-- PROBLEM STATEMENT --
In the entries below, find every line with the string "sofa" and copy it.

Stored data entries:

##########

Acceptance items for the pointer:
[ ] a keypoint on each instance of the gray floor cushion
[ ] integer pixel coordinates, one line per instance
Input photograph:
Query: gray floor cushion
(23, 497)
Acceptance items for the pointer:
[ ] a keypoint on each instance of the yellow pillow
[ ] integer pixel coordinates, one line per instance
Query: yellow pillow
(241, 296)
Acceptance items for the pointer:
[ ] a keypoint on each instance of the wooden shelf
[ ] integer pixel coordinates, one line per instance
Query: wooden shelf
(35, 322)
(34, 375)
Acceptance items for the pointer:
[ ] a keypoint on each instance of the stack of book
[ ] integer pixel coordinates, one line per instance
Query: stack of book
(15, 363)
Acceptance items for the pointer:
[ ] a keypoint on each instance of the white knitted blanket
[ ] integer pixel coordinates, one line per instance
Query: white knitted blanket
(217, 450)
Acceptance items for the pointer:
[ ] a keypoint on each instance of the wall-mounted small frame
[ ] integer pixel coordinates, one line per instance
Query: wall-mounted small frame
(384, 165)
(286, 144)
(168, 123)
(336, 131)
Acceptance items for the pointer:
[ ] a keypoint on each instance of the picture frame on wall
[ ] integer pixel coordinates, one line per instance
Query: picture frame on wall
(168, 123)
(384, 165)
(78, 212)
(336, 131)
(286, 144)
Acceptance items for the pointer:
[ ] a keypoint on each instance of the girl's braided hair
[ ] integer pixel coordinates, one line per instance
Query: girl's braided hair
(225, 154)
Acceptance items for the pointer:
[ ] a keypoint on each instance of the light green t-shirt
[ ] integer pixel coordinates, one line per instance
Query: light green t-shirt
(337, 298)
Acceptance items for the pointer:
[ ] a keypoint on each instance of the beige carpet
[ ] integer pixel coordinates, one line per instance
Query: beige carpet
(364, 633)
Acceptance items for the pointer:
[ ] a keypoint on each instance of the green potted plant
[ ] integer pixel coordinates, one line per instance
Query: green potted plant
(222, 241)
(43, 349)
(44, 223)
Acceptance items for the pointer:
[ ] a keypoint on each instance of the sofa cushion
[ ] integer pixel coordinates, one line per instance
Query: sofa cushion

##########

-- TASK SOLUTION --
[ ] a keypoint on each instance of the sofa cushion
Query: sofa cushion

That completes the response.